The City argues in its appeal of the December 1, 2015, judgment, and in its letter brief to this court, that the trial court erred by deciding the purported dispute concerning the 2013 termination of Matthews’s “employment” on a constitutional basis. It contends that the trial court could not properly consider that constitutional issue as a part of Matthews’s administrative appeal from the decision of the Board. The City relies on Wright v. City of Mobile, 170 So.3d 656, 661 (Ala.Civ. App.2014), in support of its argument that this court has decided that constitutional issues that might be raised in administrative proceedings such as those under the Act must be raised in a collateral action. Id. (citing Ex parte Averyt, 487 So.2d 912 (Ala.1986); Turner v. Mobile Cty. Pers. Bd., 689 So.2d 168, 170 (Ala.Civ.App.1997); City of Mobile v. Robertson, 863 So.2d 117, *1066120 (Ala.Civ.App.2003); and City of Homewood v. Caffee, 400 So.2d 375, 378 (Ala.1981)). The City argues that the trial court’s decision in its December 1, 2015, judgment is “directly contrary to” the decision in Wright v. City of Mobile, supra, and the authority relied upon in that opinion and that this court should issue an “authoritative decision” on the issue. It is clear that the issue identified in this appeal by the City has already been decided by this court; in other words, there already exists an authoritative decision with regard to the issue presented in this appeal by the City. The City, in substance, wants this court to reiterate prior holdings and apply those holdings to this and other cases in which it is a litigant. We reject the City’s argument that this case presents an issue that warrants application of the public-interest exception to the mootness doctrine.

The matter before this court is moot, and the appeal is therefore dismissed. Underwood v. Alabama State Bd. of Educ., 39 So.3d at 132.

APPEAL DISMISSED.

PITTMAN, THOMAS, MOORE, and DONALDSON, JJ„ concur.

. This court also held that, although the Board had had jurisdiction to consider Matthew’s 24-hour suspension, Matthews had improperly attempted to appeal the Board’s af-firmance of that decision via another e-mail. Therefore, this court held that the trial court never obtained jurisdiction to review the suspension decision. Matthews v. City of Mobile, 182 So.3d at 552.

. The decision in Matthews v, City of Mobile, supra, by determining that the July 26, 2011, decision of the Board was void, necessarily means that the May 2, 2011, termination of Matthews’s employment remained effective by virtue of Matthews’s failure to properly appeal the termination of her employment. Accordingly, Matthews was not properly reinstated to her employment under the void July 26, 2011, decision of the Board.

________

> APPLY WHAT YOU READ:
A – According to the court opinion, why does the court refuse to apply the public-interest exception to the mootness doctrine? Answer in one to three sentences.
B – Do these statements agree with the court opinion? Answer yes or no for each, and quote the deciding words. (i) The City relies on Wright v. City of Mobile to support its argument. (ii) The court held that the Board lacked jurisdiction to consider Matthews's 24-hour suspension. (iii) The appeal is dismissed as moot.
C – Extend the court opinion on the City's appeal, starting after its last sentence.

(Stored records)
________

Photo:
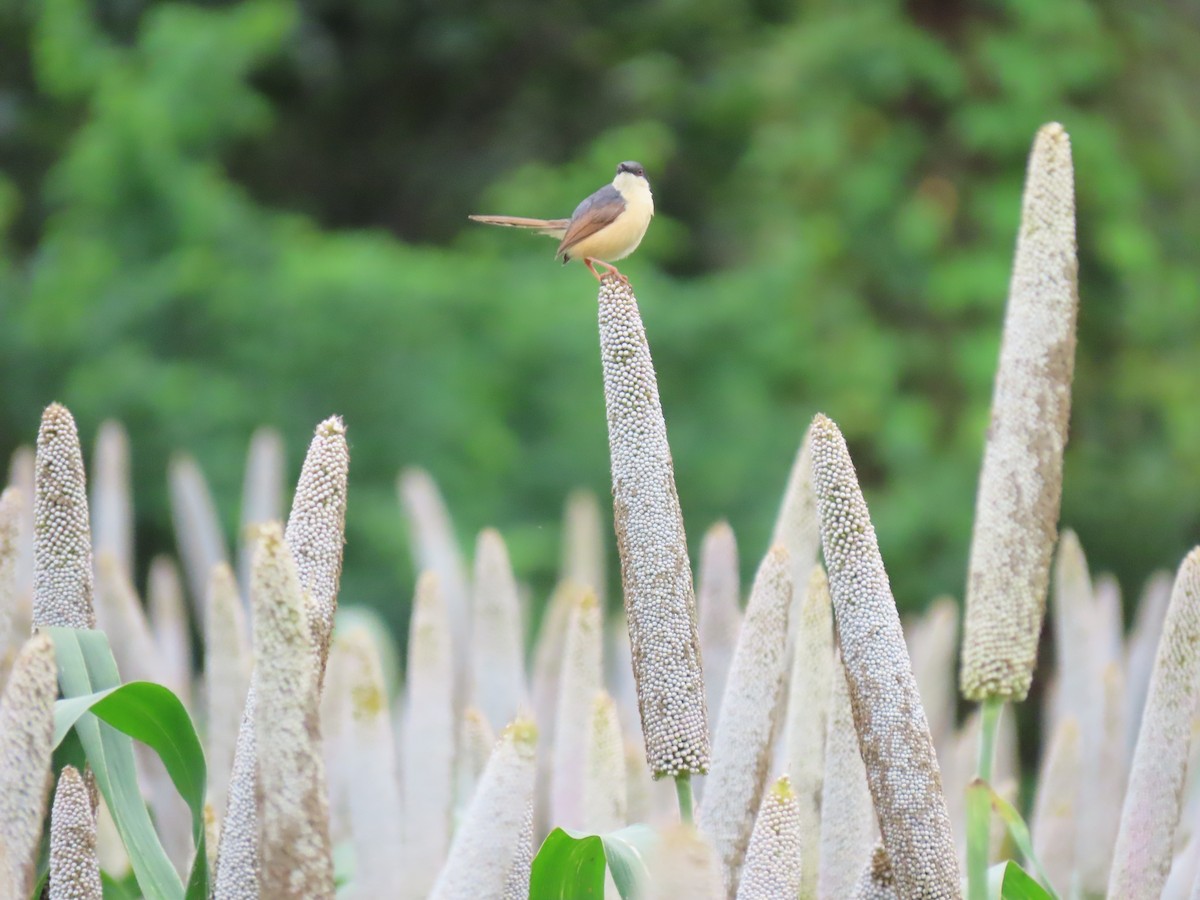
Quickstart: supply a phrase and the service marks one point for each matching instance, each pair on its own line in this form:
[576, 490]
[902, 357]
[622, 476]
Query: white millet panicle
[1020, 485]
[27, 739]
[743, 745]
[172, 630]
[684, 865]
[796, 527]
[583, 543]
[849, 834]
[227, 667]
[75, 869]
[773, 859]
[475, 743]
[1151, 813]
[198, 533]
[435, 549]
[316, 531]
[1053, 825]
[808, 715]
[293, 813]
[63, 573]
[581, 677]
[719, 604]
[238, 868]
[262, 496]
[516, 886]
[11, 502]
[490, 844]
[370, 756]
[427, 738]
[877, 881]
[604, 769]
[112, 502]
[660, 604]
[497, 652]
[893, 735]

________

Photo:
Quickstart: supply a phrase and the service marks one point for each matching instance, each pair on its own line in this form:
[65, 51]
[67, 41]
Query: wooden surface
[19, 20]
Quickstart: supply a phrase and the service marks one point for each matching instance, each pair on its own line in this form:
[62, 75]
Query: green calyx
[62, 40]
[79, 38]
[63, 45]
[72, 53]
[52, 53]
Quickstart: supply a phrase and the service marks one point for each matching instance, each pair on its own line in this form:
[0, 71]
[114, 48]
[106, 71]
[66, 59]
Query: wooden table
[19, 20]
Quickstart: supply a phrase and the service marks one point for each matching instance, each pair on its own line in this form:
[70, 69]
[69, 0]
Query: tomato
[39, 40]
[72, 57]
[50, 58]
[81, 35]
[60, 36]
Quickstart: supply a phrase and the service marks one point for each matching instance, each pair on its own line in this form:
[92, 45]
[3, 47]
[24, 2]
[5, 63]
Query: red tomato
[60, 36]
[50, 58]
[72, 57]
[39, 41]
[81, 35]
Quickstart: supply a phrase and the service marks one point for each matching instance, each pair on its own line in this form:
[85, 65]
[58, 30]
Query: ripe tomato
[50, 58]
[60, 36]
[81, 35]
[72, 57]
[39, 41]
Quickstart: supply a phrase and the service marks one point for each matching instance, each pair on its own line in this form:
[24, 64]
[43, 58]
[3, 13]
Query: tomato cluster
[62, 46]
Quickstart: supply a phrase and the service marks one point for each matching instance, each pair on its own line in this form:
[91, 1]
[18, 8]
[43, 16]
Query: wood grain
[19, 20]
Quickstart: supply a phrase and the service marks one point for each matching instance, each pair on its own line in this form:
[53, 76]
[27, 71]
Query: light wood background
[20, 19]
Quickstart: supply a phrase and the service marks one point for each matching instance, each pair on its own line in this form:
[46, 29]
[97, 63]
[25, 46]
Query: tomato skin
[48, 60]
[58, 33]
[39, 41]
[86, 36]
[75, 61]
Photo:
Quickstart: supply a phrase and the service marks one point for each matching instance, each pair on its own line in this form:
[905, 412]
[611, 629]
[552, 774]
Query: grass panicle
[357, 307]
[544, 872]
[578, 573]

________

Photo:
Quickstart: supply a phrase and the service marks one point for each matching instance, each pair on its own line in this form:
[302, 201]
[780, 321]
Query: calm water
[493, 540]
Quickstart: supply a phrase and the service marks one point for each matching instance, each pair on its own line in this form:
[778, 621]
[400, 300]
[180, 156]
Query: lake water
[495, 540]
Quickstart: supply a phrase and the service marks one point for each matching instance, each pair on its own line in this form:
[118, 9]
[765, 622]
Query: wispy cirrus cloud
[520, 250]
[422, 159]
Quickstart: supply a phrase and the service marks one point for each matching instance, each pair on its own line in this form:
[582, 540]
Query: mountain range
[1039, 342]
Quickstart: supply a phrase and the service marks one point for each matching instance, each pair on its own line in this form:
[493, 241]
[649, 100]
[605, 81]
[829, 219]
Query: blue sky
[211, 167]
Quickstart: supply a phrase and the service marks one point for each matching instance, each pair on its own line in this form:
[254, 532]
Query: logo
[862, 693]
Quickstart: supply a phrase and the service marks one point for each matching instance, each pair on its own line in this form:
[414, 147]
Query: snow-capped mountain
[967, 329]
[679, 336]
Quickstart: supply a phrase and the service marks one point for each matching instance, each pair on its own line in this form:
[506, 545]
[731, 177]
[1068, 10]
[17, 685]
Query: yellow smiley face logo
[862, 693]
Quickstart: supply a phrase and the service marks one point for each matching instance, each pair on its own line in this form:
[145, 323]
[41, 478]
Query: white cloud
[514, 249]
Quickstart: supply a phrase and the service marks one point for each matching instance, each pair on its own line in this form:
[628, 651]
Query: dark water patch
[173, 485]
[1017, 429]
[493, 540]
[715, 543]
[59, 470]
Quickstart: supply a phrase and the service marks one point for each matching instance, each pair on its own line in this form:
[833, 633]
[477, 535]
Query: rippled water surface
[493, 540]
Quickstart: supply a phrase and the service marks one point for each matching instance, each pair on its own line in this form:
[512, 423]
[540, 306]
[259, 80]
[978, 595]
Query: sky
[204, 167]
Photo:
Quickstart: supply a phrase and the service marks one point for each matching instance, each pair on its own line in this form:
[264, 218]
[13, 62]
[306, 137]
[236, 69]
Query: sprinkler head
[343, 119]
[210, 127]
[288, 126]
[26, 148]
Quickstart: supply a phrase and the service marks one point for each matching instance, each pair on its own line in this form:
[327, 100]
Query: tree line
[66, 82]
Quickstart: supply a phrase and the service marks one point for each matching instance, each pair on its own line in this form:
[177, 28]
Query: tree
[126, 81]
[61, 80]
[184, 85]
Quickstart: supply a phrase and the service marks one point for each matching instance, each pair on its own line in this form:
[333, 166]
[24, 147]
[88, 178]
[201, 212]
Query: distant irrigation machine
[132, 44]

________

> RESPONSES TO THE TASKS:
A – The issue the City raises has already been decided by the court, so an authoritative decision on it already exists. The City is really asking the court to reiterate its prior holdings and apply them to this and other cases in which it is a litigant.

B –
(i) Yes: "The City relies on Wright v. City of Mobile, 170 So.3d 656, 661 (Ala.Civ. App.2014), in support of its argument"
(ii) No: "although the Board had had jurisdiction to consider"
(iii) Yes: "The matter before this court is moot, and the appeal is therefore dismissed."

C –
. Matthews has not argued that this court may not, under the holding of Butler v. 01-shan, take judicial notice of our own record and opinion in Matthews v. City of Mobile, supra. We note that under Butler v. Olshan, supra, an appellate court may take judicial notice of its own record in another case if the following circumstances are met:

"First, the pleading in the instant case must refer to the other proceeding; second, the other proceeding must be of record in the trial court whose decree or judgment is the basis for the instant appeal; and, third, the prior proceeding must be of record in [the appellate court] in another appeal here or be set out in the instant record.”

280 Ala. at 188, 191 So.2d at 14.

In this case, the underlying action in Matthews v. City of Mobile, supra, was decided by the trial court and was of record in this court. Also, in this case, Matthews referred to the 2011 termination decision, and to the then-pending appeal of that decision in the trial court, and she sought to incorporate her arguments asserted in that appeal in her challenge to the January 29, 2013, termination decision. In her brief submitted to this court, Matthews also refers to facts relating to the litigation pertaining to her 2011 termination and to this court’s decision in the appeal pertaining to that termination decision, although she does not specifically cite Matthews v. City of Mobile, supra. Accordingly, this court could, and does, properly take judicial notice of its own record in Matthews v. City of Mobile, supra.